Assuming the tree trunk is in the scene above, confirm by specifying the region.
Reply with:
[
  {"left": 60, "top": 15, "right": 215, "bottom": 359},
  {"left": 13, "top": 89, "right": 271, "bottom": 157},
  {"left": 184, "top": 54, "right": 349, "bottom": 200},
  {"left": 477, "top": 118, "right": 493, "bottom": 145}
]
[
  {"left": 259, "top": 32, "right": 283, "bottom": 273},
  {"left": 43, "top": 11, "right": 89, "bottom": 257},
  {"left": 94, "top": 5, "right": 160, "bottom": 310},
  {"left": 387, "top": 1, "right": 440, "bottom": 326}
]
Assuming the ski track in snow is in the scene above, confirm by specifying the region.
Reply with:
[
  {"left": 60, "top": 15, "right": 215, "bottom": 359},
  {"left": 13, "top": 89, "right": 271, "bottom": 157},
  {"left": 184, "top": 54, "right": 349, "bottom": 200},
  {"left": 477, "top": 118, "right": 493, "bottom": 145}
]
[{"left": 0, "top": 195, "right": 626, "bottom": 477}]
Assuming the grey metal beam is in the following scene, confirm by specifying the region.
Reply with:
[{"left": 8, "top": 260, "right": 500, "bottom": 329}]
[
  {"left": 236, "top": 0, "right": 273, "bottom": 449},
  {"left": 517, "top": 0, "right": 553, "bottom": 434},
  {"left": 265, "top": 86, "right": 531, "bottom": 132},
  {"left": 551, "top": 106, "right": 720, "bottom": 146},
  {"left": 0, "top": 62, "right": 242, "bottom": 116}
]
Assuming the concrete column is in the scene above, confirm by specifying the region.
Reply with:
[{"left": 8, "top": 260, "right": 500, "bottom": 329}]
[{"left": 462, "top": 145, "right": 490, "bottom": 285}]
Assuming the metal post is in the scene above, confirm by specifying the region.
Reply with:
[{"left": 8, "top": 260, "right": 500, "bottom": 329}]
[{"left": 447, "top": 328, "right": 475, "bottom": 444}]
..........
Task statement: In the items above, replace every occurrence of "specifying the region" with "giving the bounding box" and reproduce all lines with everything else unchanged.

Output:
Assuming the tree trunk is in the scene above, confirm by giving the bounding box.
Reply with:
[
  {"left": 60, "top": 15, "right": 215, "bottom": 359},
  {"left": 13, "top": 89, "right": 271, "bottom": 157},
  {"left": 184, "top": 54, "right": 349, "bottom": 200},
  {"left": 477, "top": 118, "right": 493, "bottom": 145}
]
[
  {"left": 259, "top": 32, "right": 283, "bottom": 273},
  {"left": 43, "top": 11, "right": 89, "bottom": 257},
  {"left": 94, "top": 5, "right": 160, "bottom": 310},
  {"left": 387, "top": 1, "right": 440, "bottom": 326}
]
Assuming the ski track in snow is in the scene above, confirm by giving the bounding box.
Reply with:
[
  {"left": 60, "top": 15, "right": 215, "bottom": 359},
  {"left": 13, "top": 89, "right": 271, "bottom": 157},
  {"left": 184, "top": 54, "right": 349, "bottom": 200},
  {"left": 477, "top": 118, "right": 493, "bottom": 145}
]
[{"left": 0, "top": 195, "right": 626, "bottom": 477}]
Assuming the grey metal beam is in the following scene, confirm by giving the bounding box.
Reply with:
[{"left": 8, "top": 260, "right": 500, "bottom": 329}]
[
  {"left": 236, "top": 0, "right": 273, "bottom": 449},
  {"left": 517, "top": 0, "right": 553, "bottom": 434},
  {"left": 265, "top": 86, "right": 531, "bottom": 132},
  {"left": 551, "top": 106, "right": 720, "bottom": 146},
  {"left": 0, "top": 62, "right": 242, "bottom": 116}
]
Assuming the concrete column is in the scene above, confirm by giving the bounding box.
Reply with:
[{"left": 8, "top": 260, "right": 500, "bottom": 329}]
[{"left": 462, "top": 145, "right": 490, "bottom": 285}]
Assuming the metal post is in the scene above, confirm by giving the bounding box.
Reply with:
[{"left": 8, "top": 260, "right": 500, "bottom": 329}]
[{"left": 447, "top": 328, "right": 475, "bottom": 444}]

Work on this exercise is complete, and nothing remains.